### GIVEN TASK A
Update the curated-documents text between "An Opportunity" and "not previously envisioned.", inclusive, and write "topic modeling" in place of "clustering".
### GIVEN TASK B
Decide whether each statement agrees with the text on curated document collections. For each, answer yes or no and quote the words of the text that decide it.
(i) The author organizes documents with a Google Drive account and a directory structure.
(ii) In the author's directory structure, subdirectories hold the most general categories.
(iii) The author suggests that clustering could help identify documents containing related topics.

### TEXT SHOWN
## start

Curated Collections of Documents.

One of the tasks I undertake in my own projects and in research is that of undertaking a literature review. As a side effect I collect many documents that I scour through and use as reference material. Generally I use my google drive account and a directory structure to organise these documents. The directory structure, in the general case, is arranged where the top level directory is the most general category I might be interested in, such as “Math” and subdirectories each form subtopics, such as “differential_equations”, “functions” and “game_theory” for example. By doing this, a curated collection of documents emerges somewhat organically over time. And often the documents are consumed by taking notes within the context of a project, referenced in writing or program comments, or simply read but not necessarily used. While the resulting collection may rely on my own memory to know where I have stored this information previously, it is still useful to be able to search the pdf documents for various topics that I have already collected, using the search function within macOS finder for example.

An Opportunity

However, wouldn’t it be great if there were other ways of surfacing information contained in the documents that I had collected? Tools such as clustering may enable me to identify documents that contain related topics, that I had not previously envisioned.

## end

### DATA SEGMENT
## start

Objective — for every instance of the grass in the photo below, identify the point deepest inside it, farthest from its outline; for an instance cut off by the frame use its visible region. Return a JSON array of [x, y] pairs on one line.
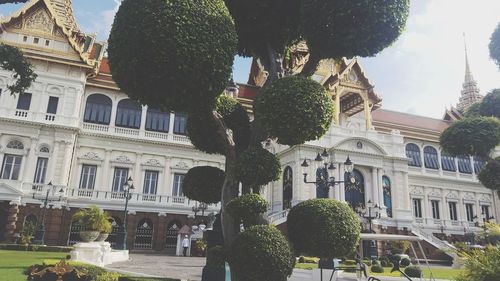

## end

### WRITTEN RESPONSE A
An Opportunity

However, wouldn’t it be great if there were other ways of surfacing information contained in the documents that I had collected? Tools such as topic modeling may enable me to identify documents that contain related topics, that I had not previously envisioned.

### WRITTEN RESPONSE B
(i) Yes: "Generally I use my google drive account and a directory structure to organise these documents."
(ii) No: "the top level directory is the most general category I might be interested in" and "subdirectories each form subtopics"
(iii) Yes: "Tools such as clustering may enable me to identify documents that contain related topics"